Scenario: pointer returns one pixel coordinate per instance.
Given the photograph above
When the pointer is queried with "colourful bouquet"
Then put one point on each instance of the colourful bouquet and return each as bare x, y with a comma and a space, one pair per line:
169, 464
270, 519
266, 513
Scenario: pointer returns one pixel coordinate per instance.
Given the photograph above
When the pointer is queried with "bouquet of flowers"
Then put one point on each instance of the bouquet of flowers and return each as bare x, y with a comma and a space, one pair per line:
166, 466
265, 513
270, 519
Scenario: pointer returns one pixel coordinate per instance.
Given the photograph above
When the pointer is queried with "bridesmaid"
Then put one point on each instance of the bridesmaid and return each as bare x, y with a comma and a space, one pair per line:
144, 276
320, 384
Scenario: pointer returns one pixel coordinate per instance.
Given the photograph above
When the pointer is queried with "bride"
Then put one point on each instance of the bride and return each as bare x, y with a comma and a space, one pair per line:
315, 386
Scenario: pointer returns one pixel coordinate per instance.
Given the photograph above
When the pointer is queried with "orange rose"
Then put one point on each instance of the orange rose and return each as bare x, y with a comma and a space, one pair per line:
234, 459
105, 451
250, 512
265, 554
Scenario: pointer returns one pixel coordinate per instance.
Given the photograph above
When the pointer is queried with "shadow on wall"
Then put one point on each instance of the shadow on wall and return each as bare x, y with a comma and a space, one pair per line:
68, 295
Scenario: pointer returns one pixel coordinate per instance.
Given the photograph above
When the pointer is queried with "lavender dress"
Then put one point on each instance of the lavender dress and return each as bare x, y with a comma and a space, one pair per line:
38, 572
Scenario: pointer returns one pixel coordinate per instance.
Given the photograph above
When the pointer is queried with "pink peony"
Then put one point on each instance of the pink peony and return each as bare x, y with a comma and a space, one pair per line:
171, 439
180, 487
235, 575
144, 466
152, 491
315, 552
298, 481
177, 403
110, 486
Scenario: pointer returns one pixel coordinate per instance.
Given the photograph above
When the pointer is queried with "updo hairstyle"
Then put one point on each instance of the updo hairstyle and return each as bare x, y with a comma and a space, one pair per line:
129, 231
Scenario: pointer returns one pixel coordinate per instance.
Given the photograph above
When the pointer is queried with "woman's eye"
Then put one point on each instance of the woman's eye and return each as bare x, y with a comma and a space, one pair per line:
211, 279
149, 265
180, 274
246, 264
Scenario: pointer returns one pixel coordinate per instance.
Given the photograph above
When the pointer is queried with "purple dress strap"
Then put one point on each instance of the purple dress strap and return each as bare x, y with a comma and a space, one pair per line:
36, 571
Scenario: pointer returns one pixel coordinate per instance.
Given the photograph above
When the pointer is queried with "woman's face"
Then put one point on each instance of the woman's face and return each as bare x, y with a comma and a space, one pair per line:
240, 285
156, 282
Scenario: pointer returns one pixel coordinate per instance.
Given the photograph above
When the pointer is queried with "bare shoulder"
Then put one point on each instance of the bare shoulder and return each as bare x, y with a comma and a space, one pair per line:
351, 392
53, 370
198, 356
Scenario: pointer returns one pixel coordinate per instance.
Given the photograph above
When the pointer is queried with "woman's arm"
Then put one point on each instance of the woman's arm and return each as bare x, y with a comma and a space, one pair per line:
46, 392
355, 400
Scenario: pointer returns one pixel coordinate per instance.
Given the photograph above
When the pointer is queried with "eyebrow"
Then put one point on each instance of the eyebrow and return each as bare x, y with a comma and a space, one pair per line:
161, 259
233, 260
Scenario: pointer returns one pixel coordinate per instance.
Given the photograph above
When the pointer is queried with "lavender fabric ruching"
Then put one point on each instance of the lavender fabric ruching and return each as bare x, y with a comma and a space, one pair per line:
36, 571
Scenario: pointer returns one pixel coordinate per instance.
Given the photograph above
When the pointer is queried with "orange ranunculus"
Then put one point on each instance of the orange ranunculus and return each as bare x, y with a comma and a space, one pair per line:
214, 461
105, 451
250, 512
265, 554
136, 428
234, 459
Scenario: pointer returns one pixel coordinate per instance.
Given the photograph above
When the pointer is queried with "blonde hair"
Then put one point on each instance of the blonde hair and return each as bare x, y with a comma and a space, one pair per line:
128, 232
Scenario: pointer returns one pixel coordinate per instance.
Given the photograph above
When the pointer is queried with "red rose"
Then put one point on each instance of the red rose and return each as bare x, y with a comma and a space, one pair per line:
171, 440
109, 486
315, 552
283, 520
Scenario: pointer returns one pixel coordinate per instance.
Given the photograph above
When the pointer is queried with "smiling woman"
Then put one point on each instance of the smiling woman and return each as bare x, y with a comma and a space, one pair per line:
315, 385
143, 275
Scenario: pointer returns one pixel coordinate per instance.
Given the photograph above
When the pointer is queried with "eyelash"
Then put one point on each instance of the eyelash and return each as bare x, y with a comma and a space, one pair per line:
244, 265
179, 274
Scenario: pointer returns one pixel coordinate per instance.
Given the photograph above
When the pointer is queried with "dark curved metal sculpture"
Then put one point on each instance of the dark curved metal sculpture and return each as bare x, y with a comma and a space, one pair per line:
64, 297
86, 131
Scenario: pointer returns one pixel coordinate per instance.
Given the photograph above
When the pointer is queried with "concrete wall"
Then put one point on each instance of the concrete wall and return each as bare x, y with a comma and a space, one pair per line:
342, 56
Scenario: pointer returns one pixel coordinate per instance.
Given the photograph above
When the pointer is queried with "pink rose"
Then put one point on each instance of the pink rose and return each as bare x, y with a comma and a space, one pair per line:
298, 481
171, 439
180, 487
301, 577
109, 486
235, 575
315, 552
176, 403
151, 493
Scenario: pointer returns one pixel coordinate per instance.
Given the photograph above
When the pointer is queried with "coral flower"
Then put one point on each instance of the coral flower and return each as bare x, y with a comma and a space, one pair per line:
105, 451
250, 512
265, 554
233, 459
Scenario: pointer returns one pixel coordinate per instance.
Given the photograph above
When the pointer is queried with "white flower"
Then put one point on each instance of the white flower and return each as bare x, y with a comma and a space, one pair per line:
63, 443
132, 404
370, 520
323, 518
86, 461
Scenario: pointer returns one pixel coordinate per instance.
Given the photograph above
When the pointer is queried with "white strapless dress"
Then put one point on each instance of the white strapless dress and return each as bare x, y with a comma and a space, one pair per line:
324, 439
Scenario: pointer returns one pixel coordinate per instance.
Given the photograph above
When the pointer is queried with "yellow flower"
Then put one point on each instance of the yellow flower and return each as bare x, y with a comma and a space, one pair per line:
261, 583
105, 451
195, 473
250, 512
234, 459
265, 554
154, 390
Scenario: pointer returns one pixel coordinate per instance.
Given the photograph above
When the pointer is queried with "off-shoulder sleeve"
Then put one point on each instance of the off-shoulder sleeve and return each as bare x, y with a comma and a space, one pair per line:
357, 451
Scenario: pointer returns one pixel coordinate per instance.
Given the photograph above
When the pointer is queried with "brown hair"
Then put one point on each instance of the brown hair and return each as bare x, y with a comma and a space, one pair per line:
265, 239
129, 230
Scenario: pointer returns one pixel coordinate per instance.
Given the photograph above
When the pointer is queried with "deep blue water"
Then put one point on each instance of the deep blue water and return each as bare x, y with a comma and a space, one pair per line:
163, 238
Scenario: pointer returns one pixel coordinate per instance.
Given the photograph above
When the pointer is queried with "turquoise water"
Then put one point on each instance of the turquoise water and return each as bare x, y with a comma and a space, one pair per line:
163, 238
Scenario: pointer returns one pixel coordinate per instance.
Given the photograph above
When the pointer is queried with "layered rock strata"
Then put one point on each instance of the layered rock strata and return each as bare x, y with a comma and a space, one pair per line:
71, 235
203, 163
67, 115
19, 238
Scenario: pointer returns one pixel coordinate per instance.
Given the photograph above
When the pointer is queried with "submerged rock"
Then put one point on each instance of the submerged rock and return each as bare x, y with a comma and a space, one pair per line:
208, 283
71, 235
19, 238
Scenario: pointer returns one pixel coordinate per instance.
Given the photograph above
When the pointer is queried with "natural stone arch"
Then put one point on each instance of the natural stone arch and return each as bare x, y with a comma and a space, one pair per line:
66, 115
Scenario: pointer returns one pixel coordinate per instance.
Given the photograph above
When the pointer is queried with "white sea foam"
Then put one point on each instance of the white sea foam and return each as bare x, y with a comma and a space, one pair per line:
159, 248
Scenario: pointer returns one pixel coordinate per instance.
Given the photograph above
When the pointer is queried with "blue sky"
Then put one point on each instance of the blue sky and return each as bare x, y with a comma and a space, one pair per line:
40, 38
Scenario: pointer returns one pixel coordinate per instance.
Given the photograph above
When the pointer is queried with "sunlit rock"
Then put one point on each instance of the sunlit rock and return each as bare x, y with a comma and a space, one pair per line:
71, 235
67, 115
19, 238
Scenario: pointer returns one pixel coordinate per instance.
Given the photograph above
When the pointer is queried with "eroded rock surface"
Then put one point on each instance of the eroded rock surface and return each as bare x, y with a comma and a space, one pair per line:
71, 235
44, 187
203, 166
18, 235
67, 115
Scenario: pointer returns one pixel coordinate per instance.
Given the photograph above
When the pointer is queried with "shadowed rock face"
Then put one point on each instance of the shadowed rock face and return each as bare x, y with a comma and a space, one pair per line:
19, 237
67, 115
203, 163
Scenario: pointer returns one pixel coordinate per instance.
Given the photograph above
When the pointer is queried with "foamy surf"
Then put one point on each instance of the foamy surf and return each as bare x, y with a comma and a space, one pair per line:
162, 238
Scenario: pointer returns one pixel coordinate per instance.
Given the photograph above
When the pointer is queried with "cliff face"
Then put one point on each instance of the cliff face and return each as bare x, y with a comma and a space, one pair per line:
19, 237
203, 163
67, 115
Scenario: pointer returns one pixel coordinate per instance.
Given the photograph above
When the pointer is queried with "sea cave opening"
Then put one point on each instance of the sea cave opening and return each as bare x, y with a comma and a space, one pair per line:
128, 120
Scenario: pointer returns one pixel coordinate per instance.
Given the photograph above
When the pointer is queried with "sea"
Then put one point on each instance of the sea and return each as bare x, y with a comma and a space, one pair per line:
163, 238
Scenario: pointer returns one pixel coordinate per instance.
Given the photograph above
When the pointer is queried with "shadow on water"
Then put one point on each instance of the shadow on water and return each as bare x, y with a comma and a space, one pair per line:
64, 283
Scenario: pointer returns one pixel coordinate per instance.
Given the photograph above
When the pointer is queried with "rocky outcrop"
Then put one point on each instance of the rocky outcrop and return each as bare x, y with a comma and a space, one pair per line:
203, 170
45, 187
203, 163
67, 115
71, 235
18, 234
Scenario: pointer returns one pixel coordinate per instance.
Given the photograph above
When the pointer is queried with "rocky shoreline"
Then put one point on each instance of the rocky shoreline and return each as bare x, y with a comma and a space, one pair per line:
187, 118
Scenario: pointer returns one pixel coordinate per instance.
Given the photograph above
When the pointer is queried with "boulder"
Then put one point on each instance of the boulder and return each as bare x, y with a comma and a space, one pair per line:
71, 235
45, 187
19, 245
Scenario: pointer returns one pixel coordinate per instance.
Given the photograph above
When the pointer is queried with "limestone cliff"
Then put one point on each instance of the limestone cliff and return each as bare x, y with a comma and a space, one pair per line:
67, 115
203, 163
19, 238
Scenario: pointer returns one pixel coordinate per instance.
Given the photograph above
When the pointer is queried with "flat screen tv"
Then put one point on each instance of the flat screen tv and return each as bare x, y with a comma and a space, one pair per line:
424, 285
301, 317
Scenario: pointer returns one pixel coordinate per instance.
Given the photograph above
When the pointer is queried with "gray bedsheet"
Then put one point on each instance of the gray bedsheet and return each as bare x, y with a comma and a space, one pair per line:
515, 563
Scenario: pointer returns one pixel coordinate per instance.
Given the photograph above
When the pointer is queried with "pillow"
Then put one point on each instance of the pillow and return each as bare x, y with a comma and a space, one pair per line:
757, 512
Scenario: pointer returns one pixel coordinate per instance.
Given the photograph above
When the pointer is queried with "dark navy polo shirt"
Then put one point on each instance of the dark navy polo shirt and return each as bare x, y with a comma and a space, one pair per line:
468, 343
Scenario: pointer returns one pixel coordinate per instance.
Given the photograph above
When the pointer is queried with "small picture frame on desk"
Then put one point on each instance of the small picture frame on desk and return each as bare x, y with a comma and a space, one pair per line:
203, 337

※ ※ ※

Your instructions
Report every line of the entries above that contains the string "strapless"; treat uppercase and lowercase letters as distinct.

Exercise result
When the pointer is queried with "white strapless dress"
Then put one point on each instance of the white strapless dress and return each as bare x, y with a comma and a space, one pair per line:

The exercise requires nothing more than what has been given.